**EXTRAIT DU DOCUMENT:**
Un collectif national de centres parentaux a également vu le jour il y a un an, afin « d’essaimer, de favoriser les échanges et la recherche ». Il a rédigé une proposition de modification de l’article 22 du code d’action sociale de la famille (loi du 5 mars 2007). Celle-ci offrirait la possibilité non contraignante aux départements qui le souhaitent, dans le cadre de leur mission de protection de l’enfance, de redéployer un nombre de places affectées aux centres maternels, aux pouponnières, aux maisons d’enfants à caractère social (MECS) et aux placements familiaux pour la création de places de centre parental, où l’enfant serait accueilli avec ses deux parents, épaulés dans leurs responsabilités parentales et protectrices. Une proposition soutenue par le député Etienne Pinte (UMP), président du Conseil national des politiques de lutte contre la pauvreté et l’exclusion sociale, qui avait rencontré Aire de famille lors de la préparation de son rapport sur l’hébergement d’urgence et l’accès au logement des personnes sans abri ou mal logées, et se dit « impressionné par la démarche innovante » de cette structure, tant en termes de soutien moral que d’insertion sociale et professionnelle.

L’HAPTONOMIE

Plusieurs membres de l’équipe d’Aire de famille sont formés à l’haptonomie. Fondée par le Néerlandais Frans Veldman au milieu du XXe siècle, cette « science de l’affectivité » consiste à développer sa capacité de présence par le contact tactile, permettant une rencontre de l’autre respectueuse et rassurante. Elle se révèle être une approche pertinente avec des personnes très vulnérables et carencées affectivement, et trouve son champ d’application tant dans les périodes pré et postnatale que dans les soins de puériculture, le développement affectif de l’enfance à l’adolescence, la psychothérapie et les domaines du handicap, de la maladie chronique et de la fin de vie.

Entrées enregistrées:
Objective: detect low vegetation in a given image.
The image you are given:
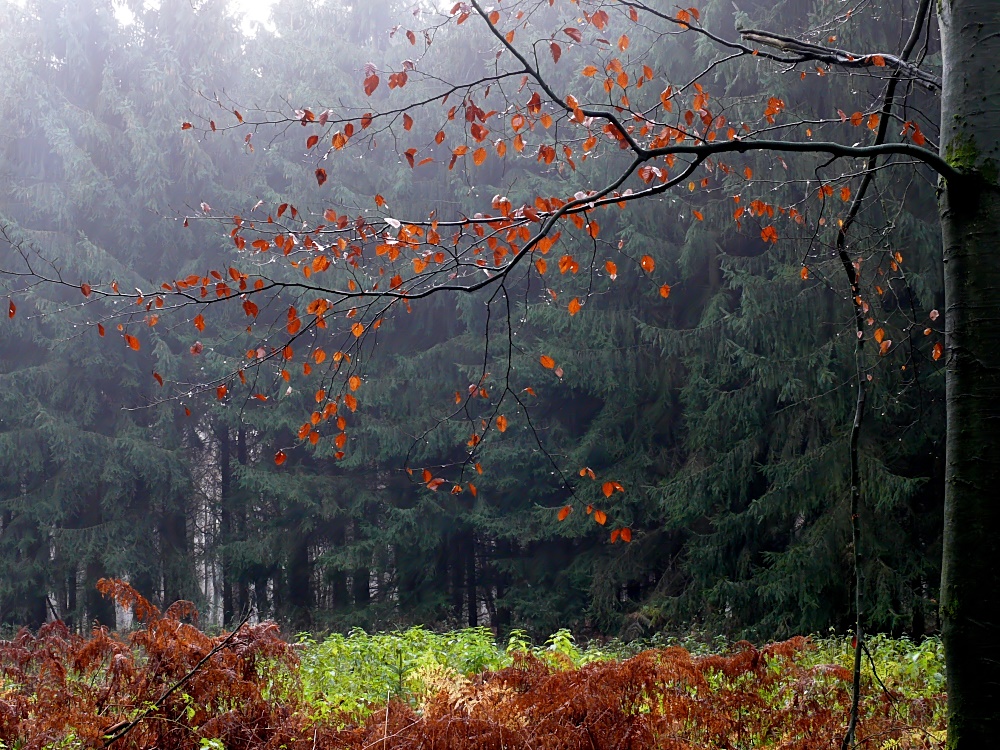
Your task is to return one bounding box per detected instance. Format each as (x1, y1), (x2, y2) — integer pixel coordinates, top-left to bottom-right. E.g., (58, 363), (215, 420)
(0, 581), (944, 750)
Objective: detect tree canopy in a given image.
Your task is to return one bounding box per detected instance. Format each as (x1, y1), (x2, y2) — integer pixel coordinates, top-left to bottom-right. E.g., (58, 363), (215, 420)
(3, 0), (1000, 747)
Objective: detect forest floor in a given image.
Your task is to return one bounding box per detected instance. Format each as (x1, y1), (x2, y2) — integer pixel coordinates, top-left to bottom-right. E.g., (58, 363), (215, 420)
(0, 584), (945, 750)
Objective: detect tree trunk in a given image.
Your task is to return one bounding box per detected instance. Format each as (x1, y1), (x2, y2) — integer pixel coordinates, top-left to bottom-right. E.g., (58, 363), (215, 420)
(465, 531), (479, 628)
(938, 0), (1000, 750)
(216, 426), (236, 625)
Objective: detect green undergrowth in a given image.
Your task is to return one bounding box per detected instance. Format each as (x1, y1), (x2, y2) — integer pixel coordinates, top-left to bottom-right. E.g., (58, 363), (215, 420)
(299, 627), (945, 724)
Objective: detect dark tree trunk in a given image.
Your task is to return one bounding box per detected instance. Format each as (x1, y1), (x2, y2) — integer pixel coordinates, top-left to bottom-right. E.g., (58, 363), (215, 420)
(938, 0), (1000, 750)
(288, 534), (312, 630)
(330, 520), (351, 610)
(351, 521), (371, 607)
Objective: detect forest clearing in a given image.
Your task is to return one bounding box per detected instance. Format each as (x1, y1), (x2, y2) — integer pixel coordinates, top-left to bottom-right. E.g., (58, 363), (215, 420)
(0, 582), (945, 750)
(0, 0), (1000, 750)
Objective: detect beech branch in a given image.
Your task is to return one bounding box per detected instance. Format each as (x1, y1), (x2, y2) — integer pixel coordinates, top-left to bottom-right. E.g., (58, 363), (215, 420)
(740, 29), (941, 91)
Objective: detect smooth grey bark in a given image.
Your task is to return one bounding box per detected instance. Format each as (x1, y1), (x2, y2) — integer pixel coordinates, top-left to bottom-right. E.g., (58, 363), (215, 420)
(938, 0), (1000, 750)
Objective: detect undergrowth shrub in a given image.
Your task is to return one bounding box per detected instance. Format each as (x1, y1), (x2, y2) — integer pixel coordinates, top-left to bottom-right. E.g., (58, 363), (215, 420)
(0, 581), (944, 750)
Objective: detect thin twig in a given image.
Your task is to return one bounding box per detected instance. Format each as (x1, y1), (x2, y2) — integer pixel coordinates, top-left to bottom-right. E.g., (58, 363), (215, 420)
(102, 609), (253, 748)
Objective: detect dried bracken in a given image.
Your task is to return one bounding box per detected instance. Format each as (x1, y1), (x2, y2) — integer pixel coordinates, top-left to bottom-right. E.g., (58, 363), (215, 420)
(0, 581), (943, 750)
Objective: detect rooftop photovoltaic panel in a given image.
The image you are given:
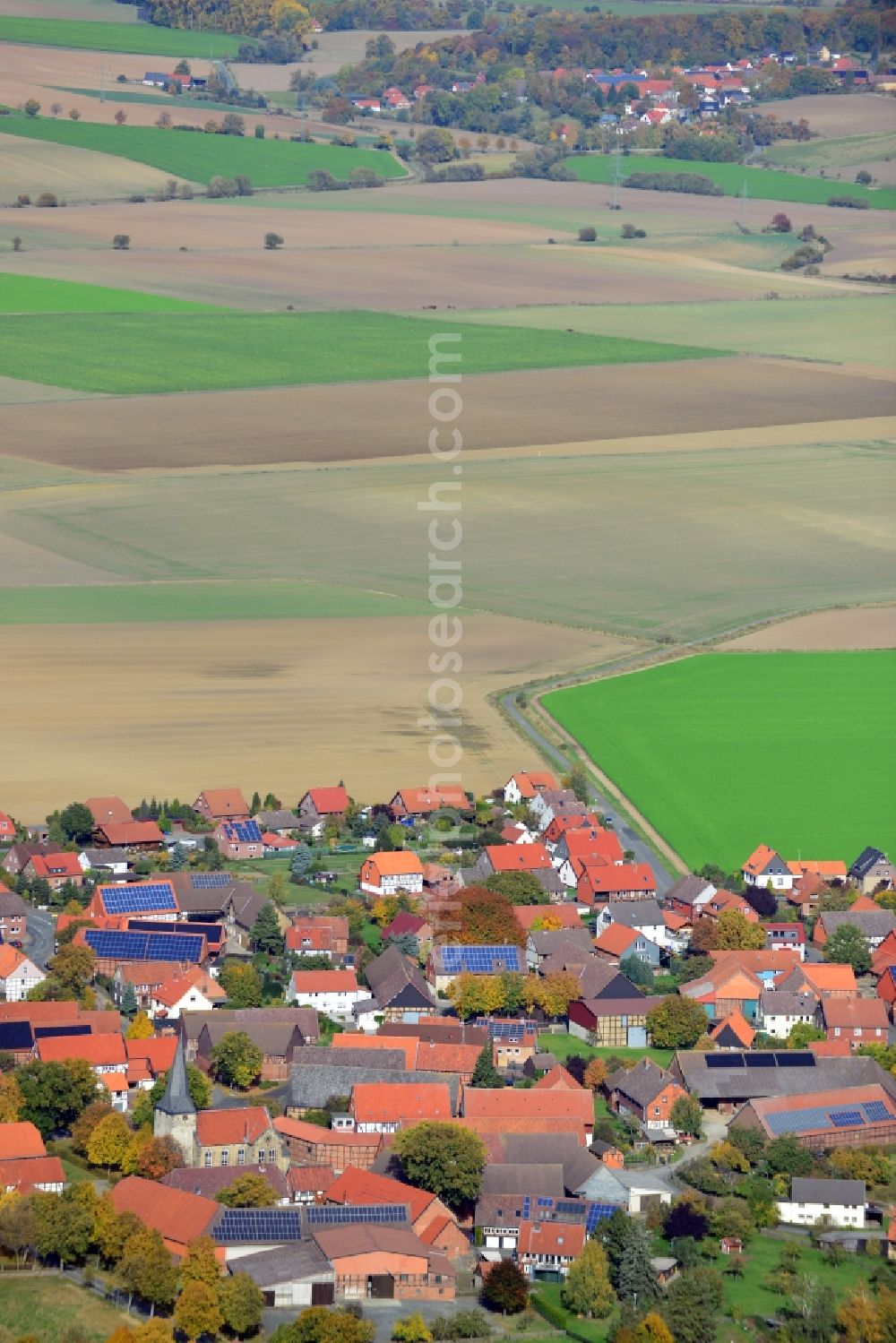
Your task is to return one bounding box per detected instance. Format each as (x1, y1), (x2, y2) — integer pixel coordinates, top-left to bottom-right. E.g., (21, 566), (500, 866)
(863, 1100), (893, 1124)
(305, 1203), (409, 1227)
(100, 881), (177, 915)
(212, 1208), (302, 1245)
(189, 872), (234, 891)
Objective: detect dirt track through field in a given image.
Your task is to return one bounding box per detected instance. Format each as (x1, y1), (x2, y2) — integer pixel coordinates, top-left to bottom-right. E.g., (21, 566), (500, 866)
(719, 606), (896, 653)
(0, 615), (637, 815)
(4, 357), (896, 470)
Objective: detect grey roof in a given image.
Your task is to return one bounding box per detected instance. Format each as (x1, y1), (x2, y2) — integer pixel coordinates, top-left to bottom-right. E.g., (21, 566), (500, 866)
(159, 1163), (289, 1198)
(818, 909), (896, 937)
(234, 1240), (333, 1291)
(530, 928), (594, 956)
(607, 900), (662, 928)
(790, 1175), (866, 1208)
(255, 811), (299, 830)
(180, 1007), (320, 1044)
(606, 1055), (675, 1109)
(849, 848), (887, 877)
(286, 1050), (460, 1114)
(673, 1049), (896, 1101)
(665, 875), (716, 905)
(759, 988), (818, 1017)
(482, 1162), (565, 1198)
(364, 947), (435, 1007)
(156, 1039), (196, 1115)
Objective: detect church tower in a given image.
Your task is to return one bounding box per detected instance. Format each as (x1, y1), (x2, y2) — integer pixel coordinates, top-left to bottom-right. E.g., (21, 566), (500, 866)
(153, 1039), (196, 1166)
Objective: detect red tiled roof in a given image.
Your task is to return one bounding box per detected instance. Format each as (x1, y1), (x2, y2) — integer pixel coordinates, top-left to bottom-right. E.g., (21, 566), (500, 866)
(0, 1120), (47, 1162)
(302, 787), (349, 816)
(196, 1106), (271, 1147)
(352, 1082), (452, 1124)
(35, 1034), (127, 1068)
(108, 1182), (220, 1253)
(326, 1166), (435, 1222)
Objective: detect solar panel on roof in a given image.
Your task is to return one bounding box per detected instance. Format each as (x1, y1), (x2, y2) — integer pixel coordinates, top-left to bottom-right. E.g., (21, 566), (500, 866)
(102, 881), (177, 915)
(863, 1100), (893, 1124)
(831, 1109), (866, 1128)
(189, 872), (234, 891)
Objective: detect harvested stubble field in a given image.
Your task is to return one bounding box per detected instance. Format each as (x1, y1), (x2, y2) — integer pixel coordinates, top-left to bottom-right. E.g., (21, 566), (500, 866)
(4, 357), (896, 471)
(3, 116), (407, 186)
(0, 612), (630, 815)
(544, 651), (896, 872)
(568, 154), (896, 210)
(720, 606), (896, 653)
(0, 312), (715, 393)
(457, 294), (896, 370)
(0, 432), (896, 636)
(0, 131), (174, 203)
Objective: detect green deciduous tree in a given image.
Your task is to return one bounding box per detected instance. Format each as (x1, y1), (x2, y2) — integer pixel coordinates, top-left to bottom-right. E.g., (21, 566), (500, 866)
(210, 1030), (264, 1090)
(392, 1123), (487, 1210)
(648, 995), (707, 1049)
(560, 1240), (625, 1321)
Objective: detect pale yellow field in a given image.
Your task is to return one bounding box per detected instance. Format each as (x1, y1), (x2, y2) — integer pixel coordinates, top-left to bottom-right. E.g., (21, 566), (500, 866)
(0, 615), (638, 818)
(719, 606), (896, 653)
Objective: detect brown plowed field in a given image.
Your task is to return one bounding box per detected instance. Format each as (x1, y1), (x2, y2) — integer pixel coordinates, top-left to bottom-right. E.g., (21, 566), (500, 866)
(0, 615), (637, 815)
(4, 357), (896, 470)
(719, 606), (896, 653)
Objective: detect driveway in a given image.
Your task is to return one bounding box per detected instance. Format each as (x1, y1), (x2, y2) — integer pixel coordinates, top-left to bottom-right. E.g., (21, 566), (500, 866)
(501, 694), (677, 896)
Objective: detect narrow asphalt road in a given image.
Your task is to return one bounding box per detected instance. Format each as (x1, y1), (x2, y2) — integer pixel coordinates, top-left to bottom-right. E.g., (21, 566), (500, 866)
(501, 693), (677, 896)
(25, 905), (56, 969)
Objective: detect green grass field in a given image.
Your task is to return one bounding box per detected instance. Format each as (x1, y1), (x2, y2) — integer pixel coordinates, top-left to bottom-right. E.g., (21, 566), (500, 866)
(0, 1273), (127, 1343)
(544, 651), (896, 872)
(0, 579), (428, 626)
(0, 310), (716, 393)
(455, 294), (896, 368)
(0, 14), (253, 59)
(567, 154), (896, 213)
(0, 274), (221, 314)
(0, 115), (406, 186)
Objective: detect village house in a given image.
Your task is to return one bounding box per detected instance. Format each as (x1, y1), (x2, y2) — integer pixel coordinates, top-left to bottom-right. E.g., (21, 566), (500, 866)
(605, 1058), (686, 1132)
(778, 1175), (866, 1230)
(0, 942), (47, 1002)
(504, 770), (557, 805)
(298, 783), (352, 835)
(291, 969), (369, 1020)
(194, 788), (248, 826)
(215, 821), (264, 862)
(358, 848), (423, 897)
(849, 848), (896, 896)
(742, 843), (794, 891)
(0, 885), (28, 943)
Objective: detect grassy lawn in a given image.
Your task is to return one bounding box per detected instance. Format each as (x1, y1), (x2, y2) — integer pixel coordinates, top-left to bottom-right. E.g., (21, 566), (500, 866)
(0, 115), (407, 186)
(0, 274), (221, 314)
(546, 651), (896, 872)
(0, 580), (428, 626)
(0, 14), (253, 59)
(0, 1273), (127, 1343)
(457, 294), (896, 368)
(567, 154), (896, 210)
(0, 311), (715, 395)
(538, 1031), (673, 1063)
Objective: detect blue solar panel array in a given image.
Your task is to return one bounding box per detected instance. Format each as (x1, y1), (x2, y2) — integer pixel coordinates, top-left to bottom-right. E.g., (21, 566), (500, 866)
(99, 881), (177, 915)
(522, 1194), (622, 1235)
(439, 947), (525, 975)
(189, 872), (234, 891)
(227, 821), (262, 843)
(84, 928), (202, 961)
(305, 1203), (409, 1227)
(212, 1208), (302, 1245)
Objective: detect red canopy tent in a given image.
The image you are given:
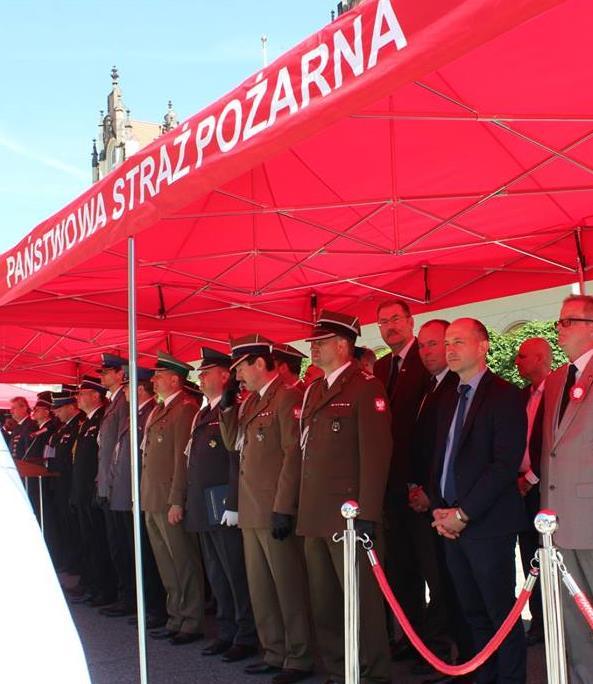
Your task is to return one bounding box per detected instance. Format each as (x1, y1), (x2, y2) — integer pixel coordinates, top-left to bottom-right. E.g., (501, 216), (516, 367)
(0, 0), (593, 382)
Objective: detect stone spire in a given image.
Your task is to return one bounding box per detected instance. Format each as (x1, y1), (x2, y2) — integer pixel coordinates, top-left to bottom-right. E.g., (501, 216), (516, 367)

**TRAVAIL DEMANDÉ:**
a - D'après l'extrait sur les centres parentaux, qui a fondé l'haptonomie et à quelle époque ?
b - Poursuivez l'extrait sur les centres parentaux et l'haptonomie à la suite de sa dernière phrase.

**RÉPONSES:**
a - Le Néerlandais Frans Veldman, au milieu du XXe siècle.

b -
GÉNÈSE
Ne pas exclure un parent d’emblée

Au début des années 1990, Brigitte Chatoney, chef de service en centre maternel, est interpellée par une jeune mère qui lui explique que son couple a éclaté depuis qu’elle est dans l’établissement. La professionnelle s’interroge: « N’est-ce pas contradictoire d’être dans la protection de l’enfance et d’exclure d’emblée le père de l’accompagnement ? » Elle se rend également compte que certaines aides sociales favorisent la monoparentalité et qu’une bonne partie des jeunes femmes hébergées en centres maternels sont en couple et le cachent, au détriment de l’intérêt supérieur de leur enfant. « Il est prouvé que la séparation des deux parents a des conséquences chez les enfants et que le père, trop souvent exclu, a intrinsèquement une fonction de protection », affirme Brigitte Chatoney. Si elle est consciente que l’on ne peut pas obliger un couple à s’aimer et à rester ensemble pour le bien-être de leur progéniture, elle estime qu’il est possible de mettre en place un service qui aiderait les couples qui le souhaitent à durer. Mais de l’idée à l’ouverture d’Aire de famille, il faudra de la patience et de la ténacité, l’Etat et la direction de l'action sociale, de l'enfance et de la santé se renvoyant la balle pendant des années. Ce n’est qu’en 2000 que Ségolène Royal, ministre de la Famille, s’intéresse au projet et demande aux deux administrations de se mettre d’accord. Aire de famille naît, avec pour ambition de permettre aux jeunes parents de trouver une base de sécurité fiable externe puis interne, un logement pérenne, des repères dont ils manquent, en les aidant à s’inscrire dans un parcours à la fois personnel et familial et à trouver des personnes et des lieux ressources sur lesquels s’appuyer par la suite.

Notes

(1) Aire de famille : 59, rue Riquet – 75019 Paris – Tél. 01 40 38 11 08 – www.airedefamille.frVoir ASH n° 2397 du 4-03-05, p. 31. Lire aussi Protéger l’enfant avec ses deux parents, de Brigitte Chatoney et Frédéric Van der Borght (Ed. de l’Atelier, 2010).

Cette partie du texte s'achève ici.